[Dataset records]
******************************
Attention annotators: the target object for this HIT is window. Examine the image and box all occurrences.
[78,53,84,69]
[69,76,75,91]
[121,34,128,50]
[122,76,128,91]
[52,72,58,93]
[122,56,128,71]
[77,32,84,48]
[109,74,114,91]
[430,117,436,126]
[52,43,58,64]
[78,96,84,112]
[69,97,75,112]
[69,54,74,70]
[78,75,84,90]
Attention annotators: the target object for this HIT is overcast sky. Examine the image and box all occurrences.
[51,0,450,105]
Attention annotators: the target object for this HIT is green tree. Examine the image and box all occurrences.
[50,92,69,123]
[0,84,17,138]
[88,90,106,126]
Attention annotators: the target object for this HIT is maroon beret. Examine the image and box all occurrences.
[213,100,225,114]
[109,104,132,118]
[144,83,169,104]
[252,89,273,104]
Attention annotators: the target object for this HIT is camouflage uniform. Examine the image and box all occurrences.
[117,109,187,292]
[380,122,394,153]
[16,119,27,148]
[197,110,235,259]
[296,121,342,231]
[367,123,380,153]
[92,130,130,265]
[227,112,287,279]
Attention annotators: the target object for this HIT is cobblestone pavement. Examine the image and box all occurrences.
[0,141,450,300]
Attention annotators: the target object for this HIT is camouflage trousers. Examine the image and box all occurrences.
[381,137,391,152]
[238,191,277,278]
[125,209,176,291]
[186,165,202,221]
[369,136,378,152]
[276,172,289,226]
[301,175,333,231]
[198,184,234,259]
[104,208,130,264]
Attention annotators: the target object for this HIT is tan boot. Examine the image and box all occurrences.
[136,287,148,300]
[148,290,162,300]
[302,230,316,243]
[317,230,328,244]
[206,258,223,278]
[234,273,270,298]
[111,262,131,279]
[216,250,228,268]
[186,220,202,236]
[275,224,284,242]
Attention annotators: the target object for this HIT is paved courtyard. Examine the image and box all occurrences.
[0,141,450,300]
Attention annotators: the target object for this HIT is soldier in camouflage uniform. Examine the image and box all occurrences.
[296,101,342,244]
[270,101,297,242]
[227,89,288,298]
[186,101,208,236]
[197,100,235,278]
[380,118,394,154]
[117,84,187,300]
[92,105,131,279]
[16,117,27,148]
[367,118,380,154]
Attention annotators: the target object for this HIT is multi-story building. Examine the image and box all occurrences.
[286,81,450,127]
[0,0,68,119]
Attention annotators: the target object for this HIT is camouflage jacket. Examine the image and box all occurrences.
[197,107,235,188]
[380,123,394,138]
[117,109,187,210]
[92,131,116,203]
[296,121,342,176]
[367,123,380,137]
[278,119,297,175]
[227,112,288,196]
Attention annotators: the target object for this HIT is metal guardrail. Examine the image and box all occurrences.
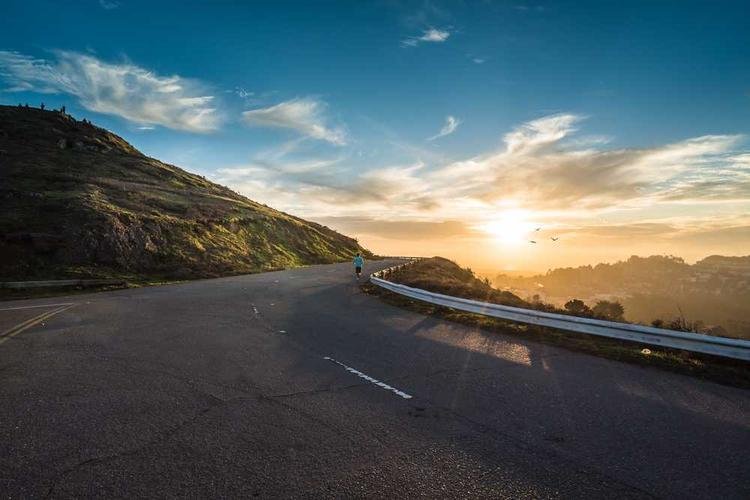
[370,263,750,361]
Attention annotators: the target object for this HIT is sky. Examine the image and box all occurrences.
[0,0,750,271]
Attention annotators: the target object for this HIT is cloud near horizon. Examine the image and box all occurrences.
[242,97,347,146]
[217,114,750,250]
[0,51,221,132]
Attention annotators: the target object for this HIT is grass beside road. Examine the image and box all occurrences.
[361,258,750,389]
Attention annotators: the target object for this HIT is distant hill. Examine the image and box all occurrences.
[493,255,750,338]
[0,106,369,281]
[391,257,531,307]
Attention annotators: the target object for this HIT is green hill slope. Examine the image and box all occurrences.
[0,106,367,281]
******************************
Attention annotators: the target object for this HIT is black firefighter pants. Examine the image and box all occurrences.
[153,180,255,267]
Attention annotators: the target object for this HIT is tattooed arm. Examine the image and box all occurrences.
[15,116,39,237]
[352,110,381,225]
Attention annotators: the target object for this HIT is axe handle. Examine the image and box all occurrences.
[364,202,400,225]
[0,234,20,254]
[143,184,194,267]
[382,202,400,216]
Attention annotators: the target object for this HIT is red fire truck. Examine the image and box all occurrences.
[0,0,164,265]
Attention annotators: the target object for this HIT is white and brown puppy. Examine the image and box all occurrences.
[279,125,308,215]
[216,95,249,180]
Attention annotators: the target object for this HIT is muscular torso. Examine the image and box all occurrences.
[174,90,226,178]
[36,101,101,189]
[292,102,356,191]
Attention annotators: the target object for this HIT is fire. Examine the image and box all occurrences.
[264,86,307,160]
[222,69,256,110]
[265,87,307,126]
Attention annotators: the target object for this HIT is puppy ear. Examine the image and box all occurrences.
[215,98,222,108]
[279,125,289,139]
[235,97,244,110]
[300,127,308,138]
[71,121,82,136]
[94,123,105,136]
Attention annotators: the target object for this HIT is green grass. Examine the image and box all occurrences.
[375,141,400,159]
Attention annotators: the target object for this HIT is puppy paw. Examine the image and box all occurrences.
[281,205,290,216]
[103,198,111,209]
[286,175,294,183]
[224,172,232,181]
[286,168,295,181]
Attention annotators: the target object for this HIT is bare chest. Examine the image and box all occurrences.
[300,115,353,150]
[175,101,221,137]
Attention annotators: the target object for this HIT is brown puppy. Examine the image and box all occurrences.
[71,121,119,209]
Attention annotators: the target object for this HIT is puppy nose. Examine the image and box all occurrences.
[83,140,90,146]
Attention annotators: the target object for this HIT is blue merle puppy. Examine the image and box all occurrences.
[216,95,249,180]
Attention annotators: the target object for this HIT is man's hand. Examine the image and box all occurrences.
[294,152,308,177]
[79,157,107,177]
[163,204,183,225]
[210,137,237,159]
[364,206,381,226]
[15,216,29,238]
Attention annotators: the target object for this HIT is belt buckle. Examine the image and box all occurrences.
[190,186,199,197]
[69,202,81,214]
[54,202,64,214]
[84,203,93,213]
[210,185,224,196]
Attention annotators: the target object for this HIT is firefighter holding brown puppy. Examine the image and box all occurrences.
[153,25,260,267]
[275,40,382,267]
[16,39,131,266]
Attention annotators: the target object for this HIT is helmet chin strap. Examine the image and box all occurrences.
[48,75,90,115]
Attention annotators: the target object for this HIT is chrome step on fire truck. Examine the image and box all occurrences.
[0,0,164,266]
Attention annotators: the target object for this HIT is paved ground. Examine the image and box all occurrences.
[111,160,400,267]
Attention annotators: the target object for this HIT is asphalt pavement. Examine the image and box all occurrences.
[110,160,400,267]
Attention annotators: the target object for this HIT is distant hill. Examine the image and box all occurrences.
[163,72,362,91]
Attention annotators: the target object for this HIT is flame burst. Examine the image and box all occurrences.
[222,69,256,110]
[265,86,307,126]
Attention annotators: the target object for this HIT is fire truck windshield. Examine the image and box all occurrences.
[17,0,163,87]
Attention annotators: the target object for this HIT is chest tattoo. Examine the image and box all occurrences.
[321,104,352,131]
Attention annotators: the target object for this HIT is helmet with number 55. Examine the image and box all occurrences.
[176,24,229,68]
******************************
Short problem: Can you repeat, word for word, the lines of the listing from the one containing "courtyard. Examine the image and box all occurrences." through the one containing "[0,0,68,119]", both included?

Result of this task:
Attention annotators: the target object for this HIT is paved courtyard. Examine the image and box all occurrences.
[0,141,450,300]
Attention annotators: the target object for this HIT is soldier in camouflage uniform. Examine the image and box all occurrences.
[296,101,342,244]
[270,101,297,242]
[227,89,288,298]
[186,101,208,236]
[197,100,235,278]
[380,118,394,154]
[117,84,187,300]
[92,105,131,279]
[16,117,27,148]
[367,118,380,154]
Attention annotators: the target object for this HIT is multi-story building. Examine the image and box all occurrences.
[286,81,450,127]
[0,0,68,119]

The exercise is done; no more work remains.